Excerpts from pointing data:

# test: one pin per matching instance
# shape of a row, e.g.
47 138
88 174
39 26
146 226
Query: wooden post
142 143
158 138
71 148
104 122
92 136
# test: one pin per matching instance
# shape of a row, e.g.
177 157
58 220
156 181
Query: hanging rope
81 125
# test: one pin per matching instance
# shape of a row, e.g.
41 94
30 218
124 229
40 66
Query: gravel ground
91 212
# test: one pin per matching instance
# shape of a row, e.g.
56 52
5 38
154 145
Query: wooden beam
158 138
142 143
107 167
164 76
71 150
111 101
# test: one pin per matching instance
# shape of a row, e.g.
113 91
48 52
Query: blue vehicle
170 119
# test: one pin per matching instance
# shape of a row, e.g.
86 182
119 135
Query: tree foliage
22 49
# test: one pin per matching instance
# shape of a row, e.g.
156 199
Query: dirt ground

#### Directions
Reproduce all of the material above line for line, changing nothing.

#### Response
# test: one pin per matching instance
# shape of a row, e.g.
47 138
88 174
39 26
146 226
Query: wooden post
142 143
158 138
71 148
104 122
92 136
# test: one pin per matching instance
# shape of a row, e.g.
177 157
58 220
156 181
Query: hanging rope
81 125
# test: one pin per matching instance
# shape of a row, e.g.
41 94
30 218
124 229
40 66
Query: gravel ground
91 212
# test: one pin per matching instance
# shape of a row, e.g.
56 52
5 38
154 145
Query: wooden beam
158 138
142 143
107 167
164 76
71 150
111 101
# test: one pin per matching instance
# shape of a row, e.g.
113 91
48 52
Query: blue vehicle
170 119
# test: one pin per matching instance
# shape of a row, e.g.
86 182
119 135
Query: tree foliage
22 49
# test: one pin per matching instance
# shape of a row, e.g.
156 199
Query: dirt ground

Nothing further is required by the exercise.